### Données de l'exercice
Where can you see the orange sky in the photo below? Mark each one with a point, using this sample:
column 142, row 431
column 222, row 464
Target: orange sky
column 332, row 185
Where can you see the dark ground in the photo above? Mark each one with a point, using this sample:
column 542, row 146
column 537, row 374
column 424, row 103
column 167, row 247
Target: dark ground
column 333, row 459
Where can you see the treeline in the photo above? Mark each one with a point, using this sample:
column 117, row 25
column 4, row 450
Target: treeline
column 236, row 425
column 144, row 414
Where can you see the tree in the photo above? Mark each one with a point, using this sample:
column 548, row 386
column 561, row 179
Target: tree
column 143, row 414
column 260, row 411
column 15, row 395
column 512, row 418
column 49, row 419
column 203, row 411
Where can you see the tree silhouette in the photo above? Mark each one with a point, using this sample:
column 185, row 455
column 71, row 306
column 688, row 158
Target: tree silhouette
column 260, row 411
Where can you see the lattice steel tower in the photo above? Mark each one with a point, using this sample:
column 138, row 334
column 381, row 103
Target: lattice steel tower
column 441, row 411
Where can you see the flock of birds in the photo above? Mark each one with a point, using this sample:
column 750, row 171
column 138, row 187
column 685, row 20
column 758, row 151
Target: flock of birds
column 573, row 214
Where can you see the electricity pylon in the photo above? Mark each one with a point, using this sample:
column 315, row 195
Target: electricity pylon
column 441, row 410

### Consigne
Restituez telles quelles toutes les lignes des enregistrements ci-dessus, sans en omettre aucune.

### Résultat attendu
Where can you see the orange sky in the photo below? Mark each one with a point, using this sample:
column 142, row 431
column 222, row 464
Target: orange sky
column 332, row 185
Where can you see the dark ground in the photo above? Mark each one with a point, using this sample:
column 542, row 146
column 537, row 374
column 424, row 103
column 167, row 247
Target: dark ground
column 333, row 459
Where can you see the treeline in the photo above? Mark each one with a point, using this sample:
column 117, row 25
column 4, row 450
Target: treeline
column 236, row 425
column 144, row 414
Where can you see the tree in the photo above? Mark each one with a point, using this sample:
column 548, row 386
column 561, row 179
Target: tree
column 143, row 414
column 260, row 411
column 15, row 395
column 512, row 418
column 49, row 419
column 203, row 411
Where can you see the tree silhouette in the photo above? Mark each one with a point, using this sample:
column 185, row 455
column 71, row 306
column 688, row 158
Target: tree silhouette
column 260, row 411
Where can you see the lattice steel tower in the photo above? Mark each one with a point, using this sample:
column 138, row 334
column 381, row 103
Target: lattice steel tower
column 441, row 411
Where can you see the flock of birds in the photo above? Mark each one with a point, using this sample:
column 750, row 171
column 138, row 187
column 685, row 20
column 758, row 151
Target: flock of birds
column 573, row 214
Where can you see the electricity pylon in the photo above? Mark each one with a point, using this sample:
column 315, row 195
Target: electricity pylon
column 441, row 410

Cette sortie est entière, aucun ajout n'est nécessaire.